● DIRECTION
Render the material as a two-column CSV with the headers "prompt" and "outlines," beginning at the start of the material and stopping after the line that contains "111L199 122L199 129L201". Each row should pair one set of instructions with the outlines that follow it, with both fields quoted, line breaks turned into spaces, and pictures omitted.
##############################
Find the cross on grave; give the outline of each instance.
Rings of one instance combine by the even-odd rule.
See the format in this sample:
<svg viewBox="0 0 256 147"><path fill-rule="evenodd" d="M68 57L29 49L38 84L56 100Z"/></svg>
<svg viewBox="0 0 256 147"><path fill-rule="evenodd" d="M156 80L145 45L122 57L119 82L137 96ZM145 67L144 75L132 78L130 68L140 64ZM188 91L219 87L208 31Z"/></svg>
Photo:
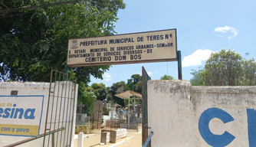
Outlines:
<svg viewBox="0 0 256 147"><path fill-rule="evenodd" d="M84 107L84 105L80 102L79 105L77 105L77 107L79 107L79 113L82 113L82 107Z"/></svg>

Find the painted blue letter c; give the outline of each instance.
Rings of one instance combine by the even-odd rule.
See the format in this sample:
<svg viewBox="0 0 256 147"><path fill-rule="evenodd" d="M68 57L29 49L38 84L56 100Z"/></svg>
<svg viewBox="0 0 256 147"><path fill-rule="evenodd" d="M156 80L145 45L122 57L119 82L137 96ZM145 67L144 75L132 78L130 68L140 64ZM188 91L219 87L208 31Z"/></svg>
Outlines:
<svg viewBox="0 0 256 147"><path fill-rule="evenodd" d="M204 111L199 122L199 129L201 136L211 146L223 147L231 143L235 136L225 131L222 135L213 134L209 129L209 122L214 119L221 119L223 123L227 123L234 120L233 117L227 112L218 108L209 108Z"/></svg>

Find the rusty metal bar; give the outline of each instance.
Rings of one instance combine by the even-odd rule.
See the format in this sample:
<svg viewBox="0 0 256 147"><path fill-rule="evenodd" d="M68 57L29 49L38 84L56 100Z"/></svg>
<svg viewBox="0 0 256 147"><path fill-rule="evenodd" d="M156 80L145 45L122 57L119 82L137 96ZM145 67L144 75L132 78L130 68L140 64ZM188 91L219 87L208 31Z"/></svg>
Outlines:
<svg viewBox="0 0 256 147"><path fill-rule="evenodd" d="M53 74L53 70L51 67L51 78L50 78L50 87L51 87L51 82L52 82L52 74ZM46 133L46 129L47 129L47 119L48 119L48 110L49 110L49 105L50 105L50 97L51 97L51 88L49 88L49 96L48 96L48 106L47 106L47 111L46 111L46 118L45 118L45 129L44 129L44 134ZM44 142L43 142L43 146L44 146L44 141L45 141L45 136L44 136Z"/></svg>
<svg viewBox="0 0 256 147"><path fill-rule="evenodd" d="M19 141L19 142L12 143L12 144L11 144L11 145L5 145L5 146L4 146L4 147L13 147L13 146L17 146L17 145L21 145L21 144L24 144L24 143L26 143L26 142L31 142L31 141L33 141L33 140L40 139L40 138L41 138L41 137L45 137L46 136L48 136L48 135L50 135L50 134L54 134L54 133L55 133L55 132L57 132L62 131L62 130L64 130L64 128L61 128L61 129L56 129L56 130L51 131L51 132L47 132L47 133L41 134L41 135L37 136L35 136L35 137L29 138L29 139L25 139L25 140L21 140L21 141Z"/></svg>
<svg viewBox="0 0 256 147"><path fill-rule="evenodd" d="M179 74L179 80L182 80L182 52L180 51L178 51L177 54L178 54L178 74Z"/></svg>
<svg viewBox="0 0 256 147"><path fill-rule="evenodd" d="M75 93L75 91L76 91L76 87L77 87L77 77L73 77L74 78L73 79L74 79L74 80L75 80L75 83L74 83L74 97L76 97L76 93ZM73 92L73 90L72 90L72 92ZM74 103L73 103L73 111L72 111L72 120L74 121L74 103L75 103L75 99L74 99ZM71 130L72 130L72 128L73 128L73 122L71 122ZM71 139L70 139L70 143L71 143L71 139L72 139L72 136L71 136Z"/></svg>
<svg viewBox="0 0 256 147"><path fill-rule="evenodd" d="M146 139L146 142L144 142L143 147L146 147L146 145L149 145L149 147L151 147L151 137L154 135L154 132L153 131L150 132L149 136Z"/></svg>

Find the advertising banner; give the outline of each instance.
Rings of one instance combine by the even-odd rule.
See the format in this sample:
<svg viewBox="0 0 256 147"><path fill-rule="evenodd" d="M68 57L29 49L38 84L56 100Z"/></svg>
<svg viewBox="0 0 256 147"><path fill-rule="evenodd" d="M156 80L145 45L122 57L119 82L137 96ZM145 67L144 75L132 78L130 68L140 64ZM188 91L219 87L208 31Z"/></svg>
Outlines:
<svg viewBox="0 0 256 147"><path fill-rule="evenodd" d="M44 96L0 96L0 135L39 135Z"/></svg>

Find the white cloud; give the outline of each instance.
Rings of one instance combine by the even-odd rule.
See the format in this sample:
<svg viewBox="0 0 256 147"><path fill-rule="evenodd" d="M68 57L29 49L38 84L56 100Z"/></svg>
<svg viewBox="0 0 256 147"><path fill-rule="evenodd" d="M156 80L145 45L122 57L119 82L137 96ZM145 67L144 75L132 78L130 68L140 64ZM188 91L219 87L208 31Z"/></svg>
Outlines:
<svg viewBox="0 0 256 147"><path fill-rule="evenodd" d="M222 32L223 34L227 33L227 31L231 31L233 34L228 37L228 39L231 39L231 38L236 37L238 34L238 30L236 30L235 28L234 28L232 27L228 27L228 26L218 27L218 28L215 28L215 31ZM222 36L221 35L221 37L222 37Z"/></svg>
<svg viewBox="0 0 256 147"><path fill-rule="evenodd" d="M104 80L110 81L111 80L111 75L109 73L104 73L103 74L103 79Z"/></svg>
<svg viewBox="0 0 256 147"><path fill-rule="evenodd" d="M206 60L213 53L211 50L198 49L193 54L186 56L182 60L182 67L201 65L202 61Z"/></svg>

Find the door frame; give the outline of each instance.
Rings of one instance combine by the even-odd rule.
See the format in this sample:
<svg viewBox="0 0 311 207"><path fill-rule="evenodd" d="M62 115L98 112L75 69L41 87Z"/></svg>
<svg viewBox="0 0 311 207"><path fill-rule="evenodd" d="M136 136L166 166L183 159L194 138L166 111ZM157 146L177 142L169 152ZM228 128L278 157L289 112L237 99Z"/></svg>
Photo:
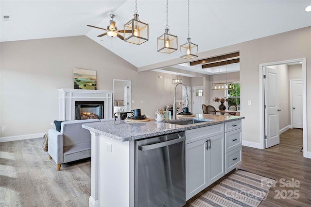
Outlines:
<svg viewBox="0 0 311 207"><path fill-rule="evenodd" d="M201 104L201 108L202 108L202 104L205 104L205 94L206 94L206 92L205 91L205 89L204 88L204 86L192 86L192 111L193 110L193 109L194 108L194 99L196 96L196 91L194 91L194 90L195 89L196 89L197 88L199 88L200 89L201 89L202 88L202 89L203 90L203 102L202 102L202 104Z"/></svg>
<svg viewBox="0 0 311 207"><path fill-rule="evenodd" d="M290 108L291 109L291 128L292 129L293 129L293 94L292 93L292 85L293 84L293 81L303 81L302 79L301 79L290 80ZM302 122L303 123L303 121Z"/></svg>
<svg viewBox="0 0 311 207"><path fill-rule="evenodd" d="M115 100L115 82L116 81L117 82L122 82L124 83L127 83L129 85L129 93L128 94L128 96L129 97L128 100L128 107L129 108L132 108L132 81L130 81L128 80L122 80L122 79L112 79L112 90L113 91L113 103ZM113 114L112 116L113 117L113 113L114 113L114 111L112 110Z"/></svg>
<svg viewBox="0 0 311 207"><path fill-rule="evenodd" d="M287 64L292 63L301 62L301 72L302 76L302 111L303 111L303 156L308 157L307 135L307 68L306 58L295 59L293 60L272 63L262 63L259 64L259 137L260 147L263 149L264 148L264 84L263 71L266 67L275 66L276 65Z"/></svg>

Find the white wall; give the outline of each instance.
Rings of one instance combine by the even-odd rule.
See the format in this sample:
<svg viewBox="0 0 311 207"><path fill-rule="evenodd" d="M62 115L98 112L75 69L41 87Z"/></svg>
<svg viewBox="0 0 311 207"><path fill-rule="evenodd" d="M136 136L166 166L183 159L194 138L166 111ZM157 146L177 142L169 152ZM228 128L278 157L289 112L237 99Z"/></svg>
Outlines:
<svg viewBox="0 0 311 207"><path fill-rule="evenodd" d="M57 89L73 88L74 68L96 70L98 90L112 90L113 79L132 81L132 108L152 117L157 108L173 102L175 76L138 72L85 36L1 42L0 47L0 126L6 126L0 138L44 133L51 128L50 123L58 120ZM190 78L182 79L191 86Z"/></svg>

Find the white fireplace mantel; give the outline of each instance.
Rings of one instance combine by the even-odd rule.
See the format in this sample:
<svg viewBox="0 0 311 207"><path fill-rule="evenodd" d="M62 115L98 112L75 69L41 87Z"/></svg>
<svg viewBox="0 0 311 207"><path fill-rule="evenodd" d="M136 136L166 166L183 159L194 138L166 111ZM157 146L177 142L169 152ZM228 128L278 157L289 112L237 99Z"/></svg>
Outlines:
<svg viewBox="0 0 311 207"><path fill-rule="evenodd" d="M104 117L112 118L113 91L80 89L59 89L59 120L71 121L75 118L76 101L104 101Z"/></svg>

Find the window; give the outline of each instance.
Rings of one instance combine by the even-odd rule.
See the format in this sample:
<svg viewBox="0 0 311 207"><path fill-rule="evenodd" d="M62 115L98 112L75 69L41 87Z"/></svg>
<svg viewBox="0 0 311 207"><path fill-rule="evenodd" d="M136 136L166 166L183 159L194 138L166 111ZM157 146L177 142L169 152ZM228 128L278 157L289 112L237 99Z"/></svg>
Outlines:
<svg viewBox="0 0 311 207"><path fill-rule="evenodd" d="M229 101L227 102L227 108L229 105L236 105L238 111L240 111L240 83L234 83L234 89L225 90L225 96L228 97Z"/></svg>

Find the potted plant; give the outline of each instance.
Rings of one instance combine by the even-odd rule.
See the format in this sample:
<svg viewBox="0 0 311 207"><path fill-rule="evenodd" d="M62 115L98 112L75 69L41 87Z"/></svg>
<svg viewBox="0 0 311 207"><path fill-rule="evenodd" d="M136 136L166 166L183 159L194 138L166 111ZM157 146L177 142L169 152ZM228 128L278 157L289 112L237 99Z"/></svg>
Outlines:
<svg viewBox="0 0 311 207"><path fill-rule="evenodd" d="M229 99L225 97L222 98L215 97L214 99L213 99L213 102L221 103L221 104L218 106L218 108L221 111L225 111L225 106L224 105L224 103L225 103L225 102L227 102L228 101L229 101Z"/></svg>
<svg viewBox="0 0 311 207"><path fill-rule="evenodd" d="M163 115L164 114L164 110L158 108L156 109L156 121L162 121L164 119L163 118Z"/></svg>

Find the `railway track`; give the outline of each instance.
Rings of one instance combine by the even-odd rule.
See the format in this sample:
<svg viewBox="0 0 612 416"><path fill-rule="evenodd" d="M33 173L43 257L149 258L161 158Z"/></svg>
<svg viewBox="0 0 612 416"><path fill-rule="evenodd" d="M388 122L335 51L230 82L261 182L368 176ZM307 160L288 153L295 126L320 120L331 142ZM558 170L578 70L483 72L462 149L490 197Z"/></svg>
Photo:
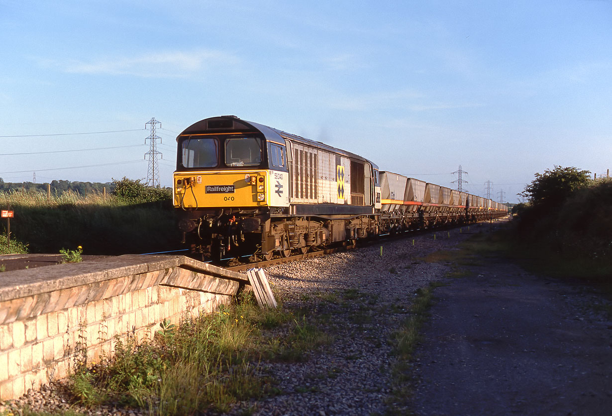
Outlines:
<svg viewBox="0 0 612 416"><path fill-rule="evenodd" d="M506 218L506 217L504 217ZM503 218L493 218L490 221L497 221L498 220L501 220ZM478 223L474 223L473 225L482 223L487 221L490 221L489 220L486 220L484 221L481 221ZM225 264L217 264L216 266L219 266L224 269L228 270L233 270L234 272L239 272L241 270L246 270L249 269L254 269L258 267L264 267L268 266L272 266L274 264L278 264L280 263L286 263L290 261L294 261L296 260L301 260L302 259L310 258L312 257L318 257L319 256L323 256L325 254L332 254L334 253L337 253L338 251L354 250L359 247L366 247L373 245L374 244L378 244L382 242L391 241L393 240L401 239L404 238L407 238L411 236L419 236L424 234L435 234L436 232L439 232L441 231L449 231L451 229L456 229L457 228L462 229L464 227L468 226L469 228L470 225L466 226L465 225L461 226L441 226L435 229L431 228L425 228L422 229L416 229L416 230L408 230L405 231L402 231L399 233L396 233L394 234L388 234L387 236L379 236L376 239L371 240L364 240L354 241L352 243L347 243L345 242L341 246L337 247L325 248L322 250L319 250L313 251L308 251L305 253L302 254L299 253L295 255L289 256L288 257L278 257L278 258L274 258L271 260L263 260L258 261L247 263L241 263L239 264L235 264L236 261L234 259L234 263L231 263L232 261L226 262Z"/></svg>

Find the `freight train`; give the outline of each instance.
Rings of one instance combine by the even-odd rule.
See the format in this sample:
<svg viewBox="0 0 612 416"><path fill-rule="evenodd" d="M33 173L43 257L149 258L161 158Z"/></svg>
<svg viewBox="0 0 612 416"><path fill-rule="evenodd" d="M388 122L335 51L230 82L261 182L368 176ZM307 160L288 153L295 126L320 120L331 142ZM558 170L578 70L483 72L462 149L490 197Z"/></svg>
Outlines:
<svg viewBox="0 0 612 416"><path fill-rule="evenodd" d="M177 137L173 198L193 254L270 259L502 217L505 206L380 171L368 159L234 116Z"/></svg>

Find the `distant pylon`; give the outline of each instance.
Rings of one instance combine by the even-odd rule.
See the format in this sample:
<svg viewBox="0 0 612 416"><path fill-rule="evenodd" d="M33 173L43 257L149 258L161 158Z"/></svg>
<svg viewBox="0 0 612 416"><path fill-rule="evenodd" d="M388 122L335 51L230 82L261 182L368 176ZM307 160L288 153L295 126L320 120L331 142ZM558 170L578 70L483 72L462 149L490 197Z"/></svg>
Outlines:
<svg viewBox="0 0 612 416"><path fill-rule="evenodd" d="M149 124L151 125L151 133L149 137L144 139L145 144L146 144L147 140L151 141L151 147L149 147L149 151L144 154L145 157L147 155L149 156L149 169L147 170L147 182L146 184L159 188L159 163L157 162L157 158L162 155L162 154L157 151L157 140L159 139L160 143L162 143L162 138L155 135L155 129L156 124L159 124L159 126L161 127L162 123L155 120L155 117L154 117L144 124L144 128L146 128L147 125Z"/></svg>
<svg viewBox="0 0 612 416"><path fill-rule="evenodd" d="M491 182L490 180L487 180L487 182L485 182L485 185L487 185L487 199L491 199L491 185L493 185L493 183L492 182Z"/></svg>
<svg viewBox="0 0 612 416"><path fill-rule="evenodd" d="M501 191L499 191L499 192L498 192L498 195L499 195L499 202L501 204L503 204L504 203L504 190L502 189Z"/></svg>
<svg viewBox="0 0 612 416"><path fill-rule="evenodd" d="M461 169L461 165L459 165L459 170L458 171L455 171L455 172L453 172L453 175L455 173L458 173L459 174L459 177L457 178L457 180L453 180L453 181L452 181L450 183L451 184L454 184L455 182L457 182L457 190L459 191L460 192L462 192L463 191L463 187L461 186L461 185L463 184L463 182L465 182L466 184L467 184L468 181L467 180L463 180L463 179L461 179L461 175L462 173L468 173L466 172L465 171L462 171Z"/></svg>

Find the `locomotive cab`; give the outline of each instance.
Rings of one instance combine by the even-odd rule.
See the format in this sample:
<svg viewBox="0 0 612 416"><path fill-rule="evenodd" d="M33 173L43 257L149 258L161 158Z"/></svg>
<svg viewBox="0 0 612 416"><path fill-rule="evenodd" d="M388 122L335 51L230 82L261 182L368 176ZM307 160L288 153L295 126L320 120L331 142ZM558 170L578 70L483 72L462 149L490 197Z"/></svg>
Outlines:
<svg viewBox="0 0 612 416"><path fill-rule="evenodd" d="M288 206L285 144L266 133L264 126L223 116L179 135L174 206L192 251L217 258L253 253L271 206Z"/></svg>

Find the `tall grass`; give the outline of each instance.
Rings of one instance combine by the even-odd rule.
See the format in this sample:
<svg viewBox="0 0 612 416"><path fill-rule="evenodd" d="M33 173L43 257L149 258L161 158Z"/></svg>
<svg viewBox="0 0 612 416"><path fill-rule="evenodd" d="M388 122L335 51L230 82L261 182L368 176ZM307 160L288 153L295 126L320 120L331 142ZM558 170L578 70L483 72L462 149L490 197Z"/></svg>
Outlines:
<svg viewBox="0 0 612 416"><path fill-rule="evenodd" d="M113 356L80 368L71 378L76 400L88 406L110 403L171 416L224 412L237 401L274 394L257 363L270 358L265 328L288 325L291 335L272 337L288 349L316 346L305 320L280 309L259 309L252 294L212 314L162 324L151 341L132 335L118 340ZM286 333L286 331L281 331ZM268 337L269 339L269 337ZM273 357L278 359L285 357Z"/></svg>
<svg viewBox="0 0 612 416"><path fill-rule="evenodd" d="M0 193L10 205L12 239L32 253L57 253L83 247L84 254L118 254L176 250L179 236L170 201L130 203L99 193ZM6 232L6 224L0 232Z"/></svg>

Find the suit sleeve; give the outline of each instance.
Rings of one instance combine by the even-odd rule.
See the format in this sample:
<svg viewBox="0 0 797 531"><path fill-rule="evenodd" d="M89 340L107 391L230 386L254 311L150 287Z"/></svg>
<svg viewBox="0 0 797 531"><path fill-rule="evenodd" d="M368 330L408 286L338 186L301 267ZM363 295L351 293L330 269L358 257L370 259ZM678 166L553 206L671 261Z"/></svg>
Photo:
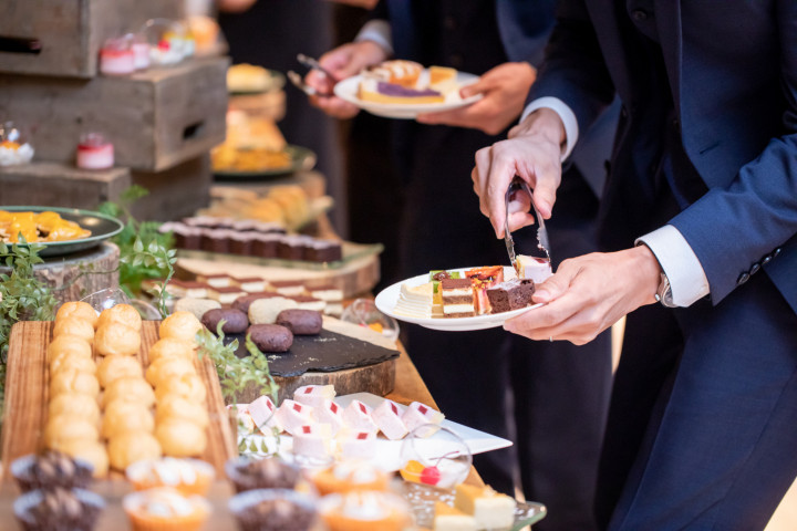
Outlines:
<svg viewBox="0 0 797 531"><path fill-rule="evenodd" d="M576 116L579 131L589 129L614 98L594 27L583 0L562 0L546 46L546 55L528 102L556 97Z"/></svg>
<svg viewBox="0 0 797 531"><path fill-rule="evenodd" d="M728 186L710 190L671 220L703 266L714 304L743 283L743 273L762 257L797 235L797 2L776 2L775 20L786 102L783 135L770 138ZM793 266L794 259L782 257L777 267ZM793 291L784 294L795 306L797 288Z"/></svg>

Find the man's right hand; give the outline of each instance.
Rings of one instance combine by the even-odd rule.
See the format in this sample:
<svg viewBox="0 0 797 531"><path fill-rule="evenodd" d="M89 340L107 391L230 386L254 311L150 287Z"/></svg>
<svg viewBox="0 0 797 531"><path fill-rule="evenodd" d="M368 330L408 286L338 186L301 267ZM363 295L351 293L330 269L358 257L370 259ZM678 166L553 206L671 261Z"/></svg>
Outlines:
<svg viewBox="0 0 797 531"><path fill-rule="evenodd" d="M479 208L493 223L496 237L504 238L506 191L517 175L534 190L537 210L549 219L561 181L561 145L565 125L550 108L539 108L509 131L509 139L476 152L470 177L479 196ZM534 223L525 194L509 204L509 230Z"/></svg>
<svg viewBox="0 0 797 531"><path fill-rule="evenodd" d="M387 59L387 52L373 41L360 41L343 44L321 55L319 63L334 76L329 76L311 70L304 77L304 83L321 94L332 94L332 90L341 80L359 74L366 66L379 64ZM335 118L354 117L360 108L335 95L310 96L310 103Z"/></svg>

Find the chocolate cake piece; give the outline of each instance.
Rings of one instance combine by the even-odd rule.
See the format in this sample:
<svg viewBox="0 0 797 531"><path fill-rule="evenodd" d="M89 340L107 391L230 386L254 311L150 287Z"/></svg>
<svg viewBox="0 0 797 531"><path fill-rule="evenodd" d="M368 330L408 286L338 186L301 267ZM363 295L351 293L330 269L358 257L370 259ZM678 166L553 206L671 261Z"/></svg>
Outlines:
<svg viewBox="0 0 797 531"><path fill-rule="evenodd" d="M260 258L276 258L277 246L282 237L280 235L260 235L255 232L251 256Z"/></svg>
<svg viewBox="0 0 797 531"><path fill-rule="evenodd" d="M277 324L287 327L293 335L318 335L323 319L321 313L312 310L282 310L277 315Z"/></svg>
<svg viewBox="0 0 797 531"><path fill-rule="evenodd" d="M226 321L221 332L225 334L239 334L249 326L249 317L246 313L236 309L215 309L208 310L203 314L201 323L210 332L216 332L218 323Z"/></svg>
<svg viewBox="0 0 797 531"><path fill-rule="evenodd" d="M531 279L511 279L494 285L487 290L493 311L490 313L508 312L534 304L531 295L535 283Z"/></svg>
<svg viewBox="0 0 797 531"><path fill-rule="evenodd" d="M342 258L343 248L338 241L315 240L304 250L304 260L311 262L334 262Z"/></svg>
<svg viewBox="0 0 797 531"><path fill-rule="evenodd" d="M230 231L226 229L201 229L201 249L207 252L229 251Z"/></svg>
<svg viewBox="0 0 797 531"><path fill-rule="evenodd" d="M249 334L261 352L288 352L293 333L279 324L252 324Z"/></svg>

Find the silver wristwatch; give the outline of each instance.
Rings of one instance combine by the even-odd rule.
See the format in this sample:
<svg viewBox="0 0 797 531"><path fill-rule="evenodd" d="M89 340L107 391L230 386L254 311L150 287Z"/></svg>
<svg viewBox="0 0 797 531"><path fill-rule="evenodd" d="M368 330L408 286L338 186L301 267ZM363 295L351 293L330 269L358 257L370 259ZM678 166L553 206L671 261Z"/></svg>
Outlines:
<svg viewBox="0 0 797 531"><path fill-rule="evenodd" d="M655 299L666 308L677 308L672 299L672 288L670 287L670 279L662 271L661 281L659 282L659 289L656 290Z"/></svg>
##############################
● ANSWER TO THE PROBLEM
prompt,outlines
"Find the cross on grave; give the outline of each instance. Rings of one instance combine by the even-odd rule. See the format in this sample: <svg viewBox=""0 0 256 147""><path fill-rule=""evenodd"" d=""M68 57L29 49L38 84L56 100Z""/></svg> <svg viewBox=""0 0 256 147""><path fill-rule=""evenodd"" d=""M156 80L145 45L122 57L119 82L137 96ZM145 67L144 75L132 78L130 68L140 64ZM188 91L219 87L208 31Z""/></svg> Photo: Outlines:","<svg viewBox=""0 0 256 147""><path fill-rule=""evenodd"" d=""M84 107L84 105L80 102L79 105L77 105L77 107L79 107L79 113L82 113L82 107Z""/></svg>"
"Find the painted blue letter c; give the outline of each instance. Rings of one instance combine by the even-odd rule. See the format in this sample: <svg viewBox=""0 0 256 147""><path fill-rule=""evenodd"" d=""M68 57L29 49L38 84L56 100Z""/></svg> <svg viewBox=""0 0 256 147""><path fill-rule=""evenodd"" d=""M156 80L145 45L122 57L119 82L137 96ZM145 67L144 75L132 78L130 68L140 64ZM188 91L219 87L208 31Z""/></svg> Outlines:","<svg viewBox=""0 0 256 147""><path fill-rule=""evenodd"" d=""M204 111L199 122L199 129L201 136L211 146L223 147L231 143L235 136L225 131L222 135L213 134L209 129L209 122L214 119L221 119L223 123L227 123L234 120L233 117L227 112L218 108L209 108Z""/></svg>"